Information provided:
↓

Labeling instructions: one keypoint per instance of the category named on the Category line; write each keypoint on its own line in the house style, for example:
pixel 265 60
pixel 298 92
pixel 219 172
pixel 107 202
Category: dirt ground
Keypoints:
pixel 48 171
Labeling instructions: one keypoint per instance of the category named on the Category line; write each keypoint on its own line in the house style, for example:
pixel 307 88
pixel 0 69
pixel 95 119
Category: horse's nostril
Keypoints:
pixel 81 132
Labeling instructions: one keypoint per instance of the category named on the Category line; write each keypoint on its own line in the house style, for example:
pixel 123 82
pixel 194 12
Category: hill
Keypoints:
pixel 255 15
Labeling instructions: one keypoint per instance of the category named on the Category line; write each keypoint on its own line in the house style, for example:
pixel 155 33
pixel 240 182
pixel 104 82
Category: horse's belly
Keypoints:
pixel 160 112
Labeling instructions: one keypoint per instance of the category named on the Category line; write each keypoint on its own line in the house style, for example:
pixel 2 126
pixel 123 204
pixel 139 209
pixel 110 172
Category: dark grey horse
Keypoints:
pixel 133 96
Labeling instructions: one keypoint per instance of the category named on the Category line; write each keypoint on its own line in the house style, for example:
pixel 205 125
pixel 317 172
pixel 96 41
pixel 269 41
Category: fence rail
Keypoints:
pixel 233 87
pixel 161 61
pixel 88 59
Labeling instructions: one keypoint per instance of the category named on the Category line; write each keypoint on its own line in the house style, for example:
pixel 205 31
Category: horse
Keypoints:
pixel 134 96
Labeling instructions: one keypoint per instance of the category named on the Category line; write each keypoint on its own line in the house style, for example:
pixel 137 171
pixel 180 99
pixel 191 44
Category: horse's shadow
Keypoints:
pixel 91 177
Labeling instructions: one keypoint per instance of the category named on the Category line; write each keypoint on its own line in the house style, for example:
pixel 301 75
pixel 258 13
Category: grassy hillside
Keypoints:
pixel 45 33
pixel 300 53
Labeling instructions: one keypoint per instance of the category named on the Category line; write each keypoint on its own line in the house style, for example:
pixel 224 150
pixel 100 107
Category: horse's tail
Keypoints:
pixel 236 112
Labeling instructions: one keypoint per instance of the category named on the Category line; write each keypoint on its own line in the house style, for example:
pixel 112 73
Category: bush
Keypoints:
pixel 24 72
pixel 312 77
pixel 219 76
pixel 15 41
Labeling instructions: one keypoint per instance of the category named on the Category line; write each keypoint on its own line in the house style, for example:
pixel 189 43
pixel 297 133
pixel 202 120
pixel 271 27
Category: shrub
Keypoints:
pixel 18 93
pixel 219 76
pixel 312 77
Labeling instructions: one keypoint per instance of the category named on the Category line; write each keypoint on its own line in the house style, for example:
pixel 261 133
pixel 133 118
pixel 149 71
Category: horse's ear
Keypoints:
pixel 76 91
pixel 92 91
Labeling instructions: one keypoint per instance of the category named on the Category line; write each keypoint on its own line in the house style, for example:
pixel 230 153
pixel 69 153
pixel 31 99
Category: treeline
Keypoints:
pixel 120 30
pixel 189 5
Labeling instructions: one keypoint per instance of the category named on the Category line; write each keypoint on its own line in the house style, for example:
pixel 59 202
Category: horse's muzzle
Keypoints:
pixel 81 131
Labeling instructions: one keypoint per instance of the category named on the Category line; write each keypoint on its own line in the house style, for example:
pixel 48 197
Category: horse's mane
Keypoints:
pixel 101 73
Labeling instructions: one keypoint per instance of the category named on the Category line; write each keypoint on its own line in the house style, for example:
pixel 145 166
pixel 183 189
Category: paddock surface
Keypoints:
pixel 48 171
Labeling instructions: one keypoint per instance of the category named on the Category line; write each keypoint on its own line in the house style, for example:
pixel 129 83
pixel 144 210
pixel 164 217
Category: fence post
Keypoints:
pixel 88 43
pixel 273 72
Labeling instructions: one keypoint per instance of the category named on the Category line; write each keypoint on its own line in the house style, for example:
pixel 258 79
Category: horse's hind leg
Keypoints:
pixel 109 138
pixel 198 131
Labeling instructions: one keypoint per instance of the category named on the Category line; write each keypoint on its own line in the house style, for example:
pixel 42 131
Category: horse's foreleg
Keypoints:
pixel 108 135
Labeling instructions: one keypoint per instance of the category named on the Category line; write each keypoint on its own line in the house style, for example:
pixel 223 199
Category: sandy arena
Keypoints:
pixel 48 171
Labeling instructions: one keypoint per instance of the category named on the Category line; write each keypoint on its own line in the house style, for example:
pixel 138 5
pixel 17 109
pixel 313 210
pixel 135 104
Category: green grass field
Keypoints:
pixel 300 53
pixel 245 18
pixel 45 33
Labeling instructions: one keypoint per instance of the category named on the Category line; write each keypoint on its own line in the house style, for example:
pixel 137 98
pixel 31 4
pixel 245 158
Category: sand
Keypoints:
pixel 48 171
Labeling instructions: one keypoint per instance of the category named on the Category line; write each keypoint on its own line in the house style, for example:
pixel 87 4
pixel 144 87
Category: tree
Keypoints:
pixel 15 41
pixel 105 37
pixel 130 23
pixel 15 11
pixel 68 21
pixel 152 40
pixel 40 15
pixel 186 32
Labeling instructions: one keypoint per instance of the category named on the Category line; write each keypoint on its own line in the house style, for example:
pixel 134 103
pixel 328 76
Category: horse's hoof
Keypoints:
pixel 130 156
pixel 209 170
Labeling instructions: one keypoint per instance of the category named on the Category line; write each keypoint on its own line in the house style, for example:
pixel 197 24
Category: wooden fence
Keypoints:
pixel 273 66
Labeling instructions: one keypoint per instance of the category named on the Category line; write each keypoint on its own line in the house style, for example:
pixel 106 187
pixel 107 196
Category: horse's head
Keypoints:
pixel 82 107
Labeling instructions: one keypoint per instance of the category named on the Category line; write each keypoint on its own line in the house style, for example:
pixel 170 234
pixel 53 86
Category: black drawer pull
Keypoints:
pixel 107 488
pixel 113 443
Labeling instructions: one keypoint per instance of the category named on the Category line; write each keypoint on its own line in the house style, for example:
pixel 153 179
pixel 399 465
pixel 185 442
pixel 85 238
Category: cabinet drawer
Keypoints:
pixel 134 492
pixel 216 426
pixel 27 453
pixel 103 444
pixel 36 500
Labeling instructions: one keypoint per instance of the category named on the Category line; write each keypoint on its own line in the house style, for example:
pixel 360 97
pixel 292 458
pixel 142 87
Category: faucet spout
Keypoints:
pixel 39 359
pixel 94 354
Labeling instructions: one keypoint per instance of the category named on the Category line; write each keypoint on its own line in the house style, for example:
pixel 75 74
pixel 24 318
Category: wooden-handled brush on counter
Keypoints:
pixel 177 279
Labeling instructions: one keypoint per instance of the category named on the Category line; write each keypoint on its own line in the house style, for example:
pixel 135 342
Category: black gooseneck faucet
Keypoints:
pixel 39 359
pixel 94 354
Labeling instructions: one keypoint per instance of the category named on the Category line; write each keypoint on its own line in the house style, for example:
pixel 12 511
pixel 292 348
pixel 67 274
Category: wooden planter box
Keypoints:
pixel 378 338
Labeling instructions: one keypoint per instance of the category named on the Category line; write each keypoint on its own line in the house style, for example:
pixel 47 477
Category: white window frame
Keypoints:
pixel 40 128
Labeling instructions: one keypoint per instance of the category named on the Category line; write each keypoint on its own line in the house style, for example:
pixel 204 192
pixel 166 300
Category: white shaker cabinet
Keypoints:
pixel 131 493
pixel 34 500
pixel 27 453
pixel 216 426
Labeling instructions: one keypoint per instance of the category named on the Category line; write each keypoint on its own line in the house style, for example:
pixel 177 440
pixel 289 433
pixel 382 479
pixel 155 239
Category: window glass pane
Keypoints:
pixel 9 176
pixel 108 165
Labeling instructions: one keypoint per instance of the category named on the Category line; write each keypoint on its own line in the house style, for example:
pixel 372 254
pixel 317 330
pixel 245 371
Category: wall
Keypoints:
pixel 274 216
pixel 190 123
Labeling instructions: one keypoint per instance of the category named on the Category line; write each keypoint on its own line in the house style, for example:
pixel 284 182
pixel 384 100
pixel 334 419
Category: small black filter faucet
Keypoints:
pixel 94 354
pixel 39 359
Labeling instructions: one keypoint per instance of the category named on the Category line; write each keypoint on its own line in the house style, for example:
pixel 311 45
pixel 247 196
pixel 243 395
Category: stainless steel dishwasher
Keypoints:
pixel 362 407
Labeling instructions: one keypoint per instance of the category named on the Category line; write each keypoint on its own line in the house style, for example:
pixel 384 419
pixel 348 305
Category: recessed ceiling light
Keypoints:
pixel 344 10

↑

Task prompt: Reproduce the listing above without any change, from its first line through the line holding "pixel 255 15", with both ends included.

In response:
Labeling instructions: one keypoint per instance of the category named on the Category line; write each keypoint on its own line in the house style, for example:
pixel 265 60
pixel 298 92
pixel 219 172
pixel 107 202
Category: dirt ground
Keypoints:
pixel 48 171
Labeling instructions: one keypoint per instance of the category named on the Category line; write each keypoint on its own line in the house style, for example:
pixel 307 88
pixel 0 69
pixel 95 119
Category: horse's nostril
Keypoints:
pixel 81 132
Labeling instructions: one keypoint per instance of the category named on the Category line; write each keypoint on its own line in the house style, for example:
pixel 123 82
pixel 194 12
Category: hill
Keypoints:
pixel 255 15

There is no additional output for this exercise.